-- What is needed --
Look through the data below and, wherever a line carries the word "record", please copy that line.

-- Working data --

━━━━━━━━━━━━━━━━

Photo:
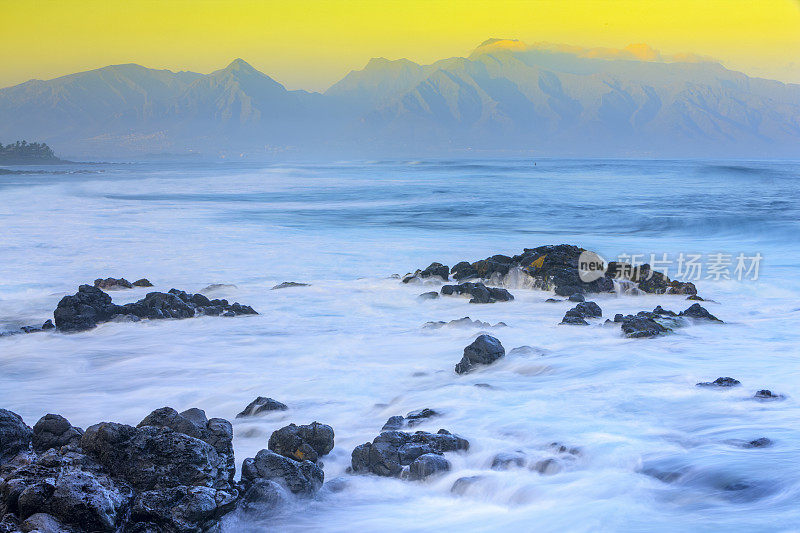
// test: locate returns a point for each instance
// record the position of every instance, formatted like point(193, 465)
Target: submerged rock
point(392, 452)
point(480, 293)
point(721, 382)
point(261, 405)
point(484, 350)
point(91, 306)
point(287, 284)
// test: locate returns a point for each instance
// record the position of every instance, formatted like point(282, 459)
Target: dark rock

━━━━━━━━━━━━━━━━

-- Response to this exercise --
// record the position of every instance, formatted like point(193, 465)
// record the position of every instance, formatted like point(282, 459)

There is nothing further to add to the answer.